◆ **Extracted text**:
3.7 Whenever in their judgment such action is warranted by market, economic or political conditions, or by circumstances of any kind, the Corporation may decline to accept any orders for, or make any sales of, any Shares until such time as it deems it advisable to accept such orders and to make such sales and the Corporation shall advise the Distributor promptly of such determination.

3.8 The Corporation agrees to advise the Distributor promptly in writing:

 

  (i) of any correspondence or other communication by the Commission or its staff relating to the Funds including requests by the Commission for amendments to the registration statement or prospectuses;

 

  (ii) in the event of the issuance by the Commission of any stop order suspending the effectiveness of the registration statement or prospectuses then in effect or the initiation of any proceeding for that purpose;

 

  (iii) of the happening of any event which makes untrue any statement of a material fact made in the registration statement or prospectuses or which requires the making of a change in such registration statement or prospectuses in order to make the statements therein not misleading; and

 

  (iv) of all actions taken by the Commission with respect to any amendments to any registration statement or prospectuses which may from time to time be filed with the Commission.

 

4. Indemnification.

◆ **Record set**:
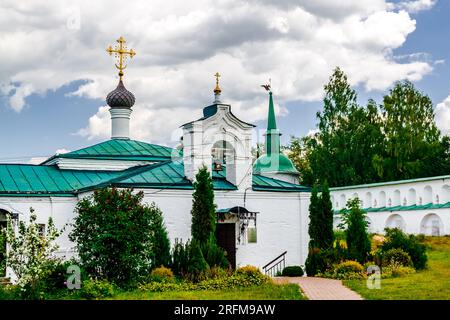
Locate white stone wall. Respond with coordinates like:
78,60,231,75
331,176,450,235
0,189,309,276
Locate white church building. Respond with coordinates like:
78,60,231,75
0,38,450,278
0,41,310,278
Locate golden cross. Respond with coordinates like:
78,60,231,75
214,72,222,94
106,37,136,80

◆ **Directive 1**: Return the part of the agreement excerpt that begins at the words "(iv) of all" and stops after the words "4. Indemnification.".
◆ **Directive 2**:
Answer these questions from the agreement excerpt.
(a) Under section 3.7, whom must the Corporation promptly advise of its determination to decline orders?
(b) Under section 3.8, in what form must the Corporation advise the Distributor?
(c) In item (ii), what kind of order by the Commission suspends the effectiveness of the registration statement or prospectuses?
◆ **Directive 3**:
Say whether each statement agrees with the agreement excerpt, and quote the words that decide it.
(a) The Corporation may decline to accept orders for Shares when market conditions warrant it.
(b) The Corporation may advise the Distributor orally of communications from the Commission.
(c) The section numbered 4 is headed "Indemnification."
The rows can be left aside; they play no part here.

◆ **Exercise response 1**:
(iv) of all actions taken by the Commission with respect to any amendments to any registration statement or prospectuses which may from time to time be filed with the Commission.

 

4. Indemnification.

◆ **Exercise response 2**:
(a) The Distributor.
(b) In writing.
(c) A stop order.

◆ **Exercise response 3**:
(a) Yes: "Whenever in their judgment such action is warranted by market, economic or political conditions, or by circumstances of any kind, the Corporation may decline to accept any orders for, or make any sales of, any Shares"
(b) No: "The Corporation agrees to advise the Distributor promptly in writing"
(c) Yes: "4. Indemnification."